Work task =
Reproduce, from the lines below, exactly the stretch that begins at the line containing "each like <point>587,1250</point>." and ends at the line containing "point: one pixel per instance, each like <point>292,350</point>.", both included.

Stored data entries =
□ □ □ □ □

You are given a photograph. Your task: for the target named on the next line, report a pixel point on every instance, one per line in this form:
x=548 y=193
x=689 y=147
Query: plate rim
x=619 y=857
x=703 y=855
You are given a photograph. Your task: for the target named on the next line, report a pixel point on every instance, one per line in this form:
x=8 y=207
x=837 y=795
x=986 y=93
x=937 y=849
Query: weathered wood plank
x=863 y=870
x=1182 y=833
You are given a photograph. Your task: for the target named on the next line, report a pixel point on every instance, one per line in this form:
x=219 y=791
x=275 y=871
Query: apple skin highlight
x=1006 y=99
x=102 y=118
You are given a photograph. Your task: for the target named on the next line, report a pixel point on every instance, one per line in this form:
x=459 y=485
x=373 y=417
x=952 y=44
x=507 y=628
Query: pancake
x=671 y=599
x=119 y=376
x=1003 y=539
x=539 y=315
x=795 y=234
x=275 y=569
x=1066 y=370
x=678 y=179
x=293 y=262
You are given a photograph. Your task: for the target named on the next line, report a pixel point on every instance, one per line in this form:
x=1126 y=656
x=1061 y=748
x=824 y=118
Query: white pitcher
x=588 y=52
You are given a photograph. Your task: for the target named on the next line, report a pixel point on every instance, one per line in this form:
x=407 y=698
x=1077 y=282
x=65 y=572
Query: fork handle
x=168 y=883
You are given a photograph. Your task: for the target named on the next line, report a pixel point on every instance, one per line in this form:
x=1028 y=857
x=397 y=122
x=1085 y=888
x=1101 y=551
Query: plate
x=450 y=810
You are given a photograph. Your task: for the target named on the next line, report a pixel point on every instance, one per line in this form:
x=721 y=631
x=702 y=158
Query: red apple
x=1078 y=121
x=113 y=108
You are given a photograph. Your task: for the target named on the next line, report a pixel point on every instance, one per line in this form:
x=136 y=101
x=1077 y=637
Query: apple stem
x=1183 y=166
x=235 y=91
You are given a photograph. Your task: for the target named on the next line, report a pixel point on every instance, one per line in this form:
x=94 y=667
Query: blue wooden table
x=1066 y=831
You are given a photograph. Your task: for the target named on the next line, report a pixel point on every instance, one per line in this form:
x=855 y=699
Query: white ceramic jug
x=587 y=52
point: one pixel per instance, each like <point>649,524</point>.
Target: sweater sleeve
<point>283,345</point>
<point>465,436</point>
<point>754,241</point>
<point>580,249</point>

□ □ □ □ □

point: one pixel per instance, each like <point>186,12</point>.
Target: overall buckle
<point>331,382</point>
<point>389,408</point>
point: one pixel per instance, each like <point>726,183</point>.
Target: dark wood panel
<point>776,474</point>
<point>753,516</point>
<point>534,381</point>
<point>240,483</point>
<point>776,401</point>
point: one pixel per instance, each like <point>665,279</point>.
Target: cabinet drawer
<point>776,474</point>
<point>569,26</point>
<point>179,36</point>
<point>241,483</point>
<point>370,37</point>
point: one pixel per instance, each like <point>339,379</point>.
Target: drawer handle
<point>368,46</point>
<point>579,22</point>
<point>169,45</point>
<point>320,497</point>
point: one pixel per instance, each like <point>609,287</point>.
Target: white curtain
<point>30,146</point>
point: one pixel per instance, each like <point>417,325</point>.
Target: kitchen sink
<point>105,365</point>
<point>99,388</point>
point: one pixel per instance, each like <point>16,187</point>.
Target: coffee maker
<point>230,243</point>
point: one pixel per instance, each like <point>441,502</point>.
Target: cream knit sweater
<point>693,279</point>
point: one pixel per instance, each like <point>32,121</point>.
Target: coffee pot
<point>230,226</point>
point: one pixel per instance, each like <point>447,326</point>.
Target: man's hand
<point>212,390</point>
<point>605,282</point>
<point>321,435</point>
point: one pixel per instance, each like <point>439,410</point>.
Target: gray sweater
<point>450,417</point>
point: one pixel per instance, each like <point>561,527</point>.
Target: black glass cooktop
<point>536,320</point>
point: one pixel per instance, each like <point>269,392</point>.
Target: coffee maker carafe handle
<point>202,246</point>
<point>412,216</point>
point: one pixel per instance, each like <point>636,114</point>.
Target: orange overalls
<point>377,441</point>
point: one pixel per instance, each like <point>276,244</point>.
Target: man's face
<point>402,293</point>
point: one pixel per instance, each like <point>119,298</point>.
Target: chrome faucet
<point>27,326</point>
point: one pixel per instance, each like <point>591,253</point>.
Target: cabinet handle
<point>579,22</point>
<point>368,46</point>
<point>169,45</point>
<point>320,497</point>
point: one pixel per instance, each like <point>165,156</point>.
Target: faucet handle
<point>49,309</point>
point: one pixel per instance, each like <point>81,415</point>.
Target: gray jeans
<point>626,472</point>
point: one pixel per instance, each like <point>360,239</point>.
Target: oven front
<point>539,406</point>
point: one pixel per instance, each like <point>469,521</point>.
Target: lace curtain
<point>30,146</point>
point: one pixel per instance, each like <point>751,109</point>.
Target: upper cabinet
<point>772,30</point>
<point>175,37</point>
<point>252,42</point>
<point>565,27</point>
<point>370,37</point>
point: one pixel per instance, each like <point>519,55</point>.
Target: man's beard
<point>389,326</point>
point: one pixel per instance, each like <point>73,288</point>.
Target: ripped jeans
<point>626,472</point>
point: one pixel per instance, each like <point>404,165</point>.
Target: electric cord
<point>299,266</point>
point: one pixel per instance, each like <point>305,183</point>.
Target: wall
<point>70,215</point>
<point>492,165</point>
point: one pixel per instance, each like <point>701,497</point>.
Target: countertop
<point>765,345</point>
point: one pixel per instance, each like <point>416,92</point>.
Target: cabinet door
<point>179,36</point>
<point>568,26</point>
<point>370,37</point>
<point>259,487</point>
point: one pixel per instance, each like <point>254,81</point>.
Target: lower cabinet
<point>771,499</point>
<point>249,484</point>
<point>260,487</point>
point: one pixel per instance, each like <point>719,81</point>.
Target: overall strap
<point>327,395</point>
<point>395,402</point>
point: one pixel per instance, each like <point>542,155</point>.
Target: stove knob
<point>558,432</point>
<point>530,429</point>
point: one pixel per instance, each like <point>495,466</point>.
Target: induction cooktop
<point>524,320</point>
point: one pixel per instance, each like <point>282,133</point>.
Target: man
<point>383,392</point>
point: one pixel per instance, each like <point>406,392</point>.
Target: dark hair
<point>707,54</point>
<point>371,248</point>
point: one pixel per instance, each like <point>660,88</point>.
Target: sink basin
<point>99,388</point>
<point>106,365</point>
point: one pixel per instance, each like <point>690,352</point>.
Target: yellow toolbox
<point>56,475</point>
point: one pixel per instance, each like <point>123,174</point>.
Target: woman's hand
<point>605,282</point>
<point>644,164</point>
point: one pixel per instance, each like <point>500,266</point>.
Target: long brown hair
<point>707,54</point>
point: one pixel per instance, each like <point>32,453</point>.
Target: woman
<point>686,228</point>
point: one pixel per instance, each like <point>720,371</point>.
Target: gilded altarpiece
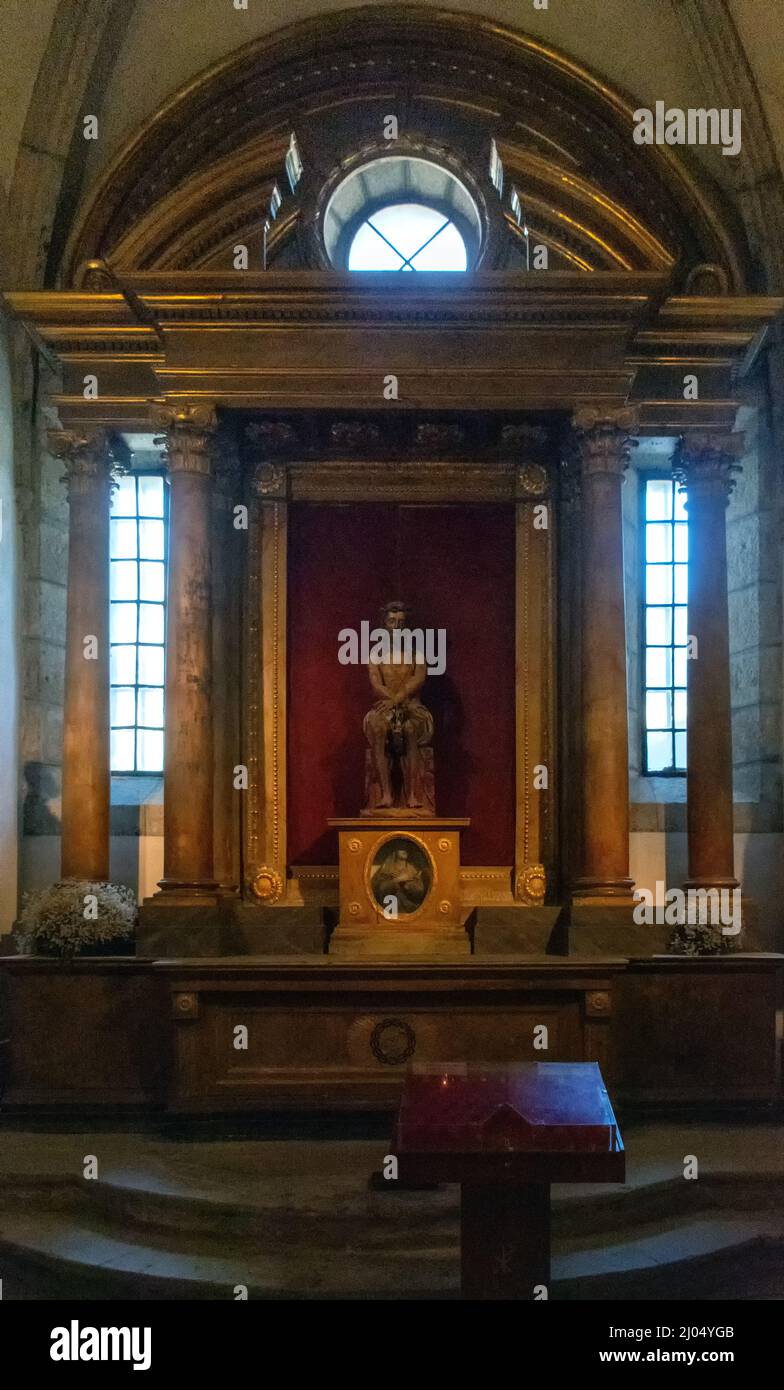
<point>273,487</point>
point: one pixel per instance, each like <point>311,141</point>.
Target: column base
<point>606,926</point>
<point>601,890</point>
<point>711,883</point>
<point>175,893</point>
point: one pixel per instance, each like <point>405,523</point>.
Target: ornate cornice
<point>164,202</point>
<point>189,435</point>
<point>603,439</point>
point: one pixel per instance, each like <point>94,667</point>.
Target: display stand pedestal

□ □ □ □ □

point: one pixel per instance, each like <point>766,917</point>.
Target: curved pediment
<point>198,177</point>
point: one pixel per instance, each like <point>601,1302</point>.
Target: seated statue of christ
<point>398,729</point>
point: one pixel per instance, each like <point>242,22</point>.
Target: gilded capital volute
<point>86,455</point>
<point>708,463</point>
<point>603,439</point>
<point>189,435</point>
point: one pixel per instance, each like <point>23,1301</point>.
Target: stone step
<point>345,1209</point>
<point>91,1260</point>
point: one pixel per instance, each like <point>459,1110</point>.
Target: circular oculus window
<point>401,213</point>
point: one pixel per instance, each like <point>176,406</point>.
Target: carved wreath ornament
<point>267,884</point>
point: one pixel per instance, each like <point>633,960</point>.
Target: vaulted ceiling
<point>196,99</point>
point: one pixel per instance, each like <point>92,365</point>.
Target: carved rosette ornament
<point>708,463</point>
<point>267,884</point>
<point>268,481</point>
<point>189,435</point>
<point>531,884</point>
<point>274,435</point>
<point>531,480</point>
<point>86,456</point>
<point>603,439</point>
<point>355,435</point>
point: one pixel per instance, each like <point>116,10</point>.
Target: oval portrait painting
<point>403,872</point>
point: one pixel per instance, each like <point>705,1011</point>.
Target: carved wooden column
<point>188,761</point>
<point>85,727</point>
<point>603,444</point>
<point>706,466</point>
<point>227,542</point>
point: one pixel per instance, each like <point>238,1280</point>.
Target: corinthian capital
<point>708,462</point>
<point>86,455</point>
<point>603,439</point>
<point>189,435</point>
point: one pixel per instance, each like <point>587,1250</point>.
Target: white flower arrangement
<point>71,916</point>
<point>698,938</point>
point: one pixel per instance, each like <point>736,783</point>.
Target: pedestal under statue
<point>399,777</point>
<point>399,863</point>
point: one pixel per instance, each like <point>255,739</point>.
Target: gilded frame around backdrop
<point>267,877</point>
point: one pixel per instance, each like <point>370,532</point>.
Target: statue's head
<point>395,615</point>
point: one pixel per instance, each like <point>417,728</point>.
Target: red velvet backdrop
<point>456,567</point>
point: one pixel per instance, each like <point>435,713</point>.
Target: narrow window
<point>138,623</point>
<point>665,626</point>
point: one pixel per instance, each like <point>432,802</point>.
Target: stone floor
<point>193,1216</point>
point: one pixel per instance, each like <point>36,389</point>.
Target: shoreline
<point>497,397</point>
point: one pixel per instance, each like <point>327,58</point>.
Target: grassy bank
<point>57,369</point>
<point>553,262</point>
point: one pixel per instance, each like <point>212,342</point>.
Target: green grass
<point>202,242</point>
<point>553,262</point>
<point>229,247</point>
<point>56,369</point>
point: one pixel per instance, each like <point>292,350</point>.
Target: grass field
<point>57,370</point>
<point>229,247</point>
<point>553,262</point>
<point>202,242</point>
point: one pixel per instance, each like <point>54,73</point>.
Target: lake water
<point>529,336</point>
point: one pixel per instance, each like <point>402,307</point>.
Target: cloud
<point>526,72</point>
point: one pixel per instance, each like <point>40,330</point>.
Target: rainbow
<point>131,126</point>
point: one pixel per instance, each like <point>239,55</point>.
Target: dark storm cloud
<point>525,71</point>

□ □ □ □ □

Your solution =
point: one pixel per instance, each like <point>587,1250</point>.
Target: white flower arrangement
<point>71,916</point>
<point>698,938</point>
point: one pixel per instance, each like <point>736,783</point>.
Target: pedestal under statue
<point>399,777</point>
<point>399,863</point>
point: one pixel per instance, each like <point>255,739</point>.
Target: gilded frame around backdrop
<point>267,877</point>
point: one pixel per instance, each like <point>370,532</point>.
Target: statue's head
<point>395,615</point>
point: one pixel per instance, each like <point>417,728</point>.
Target: red velvet backdrop
<point>456,567</point>
point: one pixel per instance, each like <point>435,713</point>.
Target: narrow window
<point>138,623</point>
<point>665,626</point>
point: one pixel per instance, each like <point>432,802</point>.
Target: stone floor
<point>193,1216</point>
point: one pixel per instance, each like <point>36,389</point>.
Target: shoreline
<point>497,397</point>
point: one pixel per instance, each like <point>327,58</point>.
Target: grassy bank
<point>57,369</point>
<point>553,262</point>
point: one pixel per instance, each like <point>212,342</point>.
Target: green grass
<point>202,242</point>
<point>553,262</point>
<point>229,247</point>
<point>56,369</point>
point: one pixel per instance, each like <point>292,350</point>.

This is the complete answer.